PROBLEM DESCRIPTION: Continue the comment thread about the free-piston engine below, starting right after its last line.

TEXT:
I worked with the inventors brother for many years in a 3M lab. After we both had retired, he’d keep us up to date on progress. It originally ran on gasoline. Many of us were surprised when the company suddenly switched to the steam-to-hydrogen/oxygen idea. The brother, Clarence (Mack to us) even brought a video tape of its first run to one of our retirement breakfast meetings. I think that was a year or two before this newspaper article was written.
There’s a little more about it at:

They had a website going up till about 5 or 6 years ago, but now there’s nothing.

Pete Stanaitis

Ha! Ha! Well glad to know we all have favorites up our sleeves.

Really for real around the world practicality usages “compromises” must be made. it is the uncompromising designer/manufacturer who falls by the way-side.
Compromises in this case are really just Balancing one set of needs against the current possible doable set of possibilities.
An enduring design will always be the one that Balances ALL the best, for the most users.

As appealing as the two cylinder free-piston engine seems . . . . did you see the shaking??

SUPPLIED RECORDS:
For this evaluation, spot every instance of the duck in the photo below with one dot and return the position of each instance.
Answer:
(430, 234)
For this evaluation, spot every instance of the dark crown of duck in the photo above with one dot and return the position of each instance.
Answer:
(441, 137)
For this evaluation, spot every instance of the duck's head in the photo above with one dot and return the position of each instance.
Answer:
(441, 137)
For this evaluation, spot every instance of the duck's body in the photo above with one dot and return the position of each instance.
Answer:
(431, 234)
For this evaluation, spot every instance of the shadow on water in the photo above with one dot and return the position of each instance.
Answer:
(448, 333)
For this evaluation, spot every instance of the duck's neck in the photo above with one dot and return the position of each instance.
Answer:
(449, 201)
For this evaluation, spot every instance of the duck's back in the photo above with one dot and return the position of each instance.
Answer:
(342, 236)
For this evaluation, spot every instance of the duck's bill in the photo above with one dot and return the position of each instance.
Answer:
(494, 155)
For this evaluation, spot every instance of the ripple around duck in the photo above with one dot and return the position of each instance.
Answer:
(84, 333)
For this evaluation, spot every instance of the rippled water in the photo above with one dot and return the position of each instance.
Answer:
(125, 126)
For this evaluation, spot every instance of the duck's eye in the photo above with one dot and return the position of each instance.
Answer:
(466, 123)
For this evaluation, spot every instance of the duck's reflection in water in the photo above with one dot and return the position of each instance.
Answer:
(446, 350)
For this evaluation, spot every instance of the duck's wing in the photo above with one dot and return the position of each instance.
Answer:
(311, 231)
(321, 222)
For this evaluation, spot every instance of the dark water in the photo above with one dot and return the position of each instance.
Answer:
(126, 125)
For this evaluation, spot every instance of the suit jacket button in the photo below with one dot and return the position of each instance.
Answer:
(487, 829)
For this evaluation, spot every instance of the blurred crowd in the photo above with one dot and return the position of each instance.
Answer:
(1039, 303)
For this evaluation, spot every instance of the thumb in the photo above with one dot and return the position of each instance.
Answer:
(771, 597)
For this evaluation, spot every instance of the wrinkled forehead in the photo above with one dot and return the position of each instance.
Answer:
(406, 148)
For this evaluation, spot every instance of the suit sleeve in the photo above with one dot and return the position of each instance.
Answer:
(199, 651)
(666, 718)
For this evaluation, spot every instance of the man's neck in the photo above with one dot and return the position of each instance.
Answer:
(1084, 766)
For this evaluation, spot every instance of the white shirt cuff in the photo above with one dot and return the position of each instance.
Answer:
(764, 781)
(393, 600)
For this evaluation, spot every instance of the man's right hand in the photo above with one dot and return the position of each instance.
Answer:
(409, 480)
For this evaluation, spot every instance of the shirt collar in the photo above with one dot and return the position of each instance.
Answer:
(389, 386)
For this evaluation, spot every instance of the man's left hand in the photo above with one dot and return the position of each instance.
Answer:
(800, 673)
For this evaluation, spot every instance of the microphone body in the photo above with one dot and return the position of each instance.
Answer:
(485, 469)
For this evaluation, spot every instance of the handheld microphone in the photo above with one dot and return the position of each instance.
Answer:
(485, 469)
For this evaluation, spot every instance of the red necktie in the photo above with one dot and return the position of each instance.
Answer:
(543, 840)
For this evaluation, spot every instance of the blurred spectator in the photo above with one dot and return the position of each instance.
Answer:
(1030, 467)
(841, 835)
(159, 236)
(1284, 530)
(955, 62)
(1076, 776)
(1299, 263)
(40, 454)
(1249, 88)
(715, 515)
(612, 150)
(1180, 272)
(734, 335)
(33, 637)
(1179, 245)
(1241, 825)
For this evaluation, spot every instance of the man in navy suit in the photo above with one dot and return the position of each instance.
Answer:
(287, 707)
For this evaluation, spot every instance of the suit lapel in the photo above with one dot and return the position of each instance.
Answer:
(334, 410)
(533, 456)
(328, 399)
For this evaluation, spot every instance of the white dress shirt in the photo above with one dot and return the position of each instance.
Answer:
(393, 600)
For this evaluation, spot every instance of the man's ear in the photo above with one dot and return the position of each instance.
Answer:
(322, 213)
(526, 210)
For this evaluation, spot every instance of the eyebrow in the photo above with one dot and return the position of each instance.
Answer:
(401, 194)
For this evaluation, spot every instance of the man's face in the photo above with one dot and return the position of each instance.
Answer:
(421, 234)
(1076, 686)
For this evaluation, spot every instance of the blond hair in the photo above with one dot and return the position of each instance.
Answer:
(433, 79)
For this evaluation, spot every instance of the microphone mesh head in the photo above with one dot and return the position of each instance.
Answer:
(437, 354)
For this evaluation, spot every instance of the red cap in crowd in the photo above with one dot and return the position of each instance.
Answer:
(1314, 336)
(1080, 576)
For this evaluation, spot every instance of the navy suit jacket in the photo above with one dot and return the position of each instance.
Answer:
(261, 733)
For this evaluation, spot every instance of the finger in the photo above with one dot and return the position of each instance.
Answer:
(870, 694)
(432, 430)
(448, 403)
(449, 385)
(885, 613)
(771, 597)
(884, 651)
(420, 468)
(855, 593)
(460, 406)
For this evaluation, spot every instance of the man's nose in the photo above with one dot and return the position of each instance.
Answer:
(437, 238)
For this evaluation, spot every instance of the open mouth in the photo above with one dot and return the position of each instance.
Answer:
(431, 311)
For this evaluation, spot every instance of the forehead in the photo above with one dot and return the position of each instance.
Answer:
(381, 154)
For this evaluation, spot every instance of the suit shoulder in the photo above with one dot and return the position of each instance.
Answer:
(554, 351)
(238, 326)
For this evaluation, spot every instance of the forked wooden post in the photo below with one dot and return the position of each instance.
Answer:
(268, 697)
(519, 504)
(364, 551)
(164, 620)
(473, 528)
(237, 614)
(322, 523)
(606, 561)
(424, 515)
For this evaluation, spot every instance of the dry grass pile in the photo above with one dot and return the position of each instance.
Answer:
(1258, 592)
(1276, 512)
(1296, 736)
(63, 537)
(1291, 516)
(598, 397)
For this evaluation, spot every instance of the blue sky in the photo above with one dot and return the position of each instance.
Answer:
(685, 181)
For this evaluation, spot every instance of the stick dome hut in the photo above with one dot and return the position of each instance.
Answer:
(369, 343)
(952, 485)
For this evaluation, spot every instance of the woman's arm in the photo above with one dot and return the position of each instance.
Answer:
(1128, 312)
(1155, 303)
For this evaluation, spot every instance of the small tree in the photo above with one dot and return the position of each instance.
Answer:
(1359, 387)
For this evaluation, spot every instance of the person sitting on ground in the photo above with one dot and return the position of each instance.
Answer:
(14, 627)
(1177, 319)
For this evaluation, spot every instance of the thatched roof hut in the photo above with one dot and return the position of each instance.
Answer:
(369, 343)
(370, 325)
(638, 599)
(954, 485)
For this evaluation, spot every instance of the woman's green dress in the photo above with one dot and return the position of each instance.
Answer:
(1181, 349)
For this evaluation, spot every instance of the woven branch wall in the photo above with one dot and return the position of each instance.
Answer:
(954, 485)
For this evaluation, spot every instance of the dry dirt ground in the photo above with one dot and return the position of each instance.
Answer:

EXERCISE RESULT:
Put a second phased cylinder pair would dampen that end shake down . . . . and then set up a center point (secondary) rotational shake.
Modern car owners are now spoiled/addicted to extreme power train smoothness and quietness.
Apposed cylinder heads are OK with a single central camshaft/valve push rods out. Older BMW motorcycles, 70’s/80’s Suburu water cooled boxer engines. Over head cam these and then l-o-n-g camshaft driving chains to keep oil leak free. Or l-o-n-g toothed belt drive systems needing 2-3 guide pulleys per side min.
My point is that past the “ideal”, “better” ideal-basic design core; often accessory needs can sink the practicality of a design in real world use.
Look at the long-pathways, spread-out intakes and exhausts systems of radial engine set-ups versus inline or V engines.

So as applied to woodgasing systems:
Max Gasman been the one pointing out that 1920 Imberts evolved to quite a bit more direct simplified by 1940’s Imbert.
Then Nordic ash shielded V and W hearths in the 50’s/70’s stepped up the game even more for durability, versus practicality of manufacturing, versus performance in use.

As simple as a Hammer-Solution may seen there is a lot of hard learned simplification/sophistication to a good hammer!!
Head weight/shape must be portioned to the handle.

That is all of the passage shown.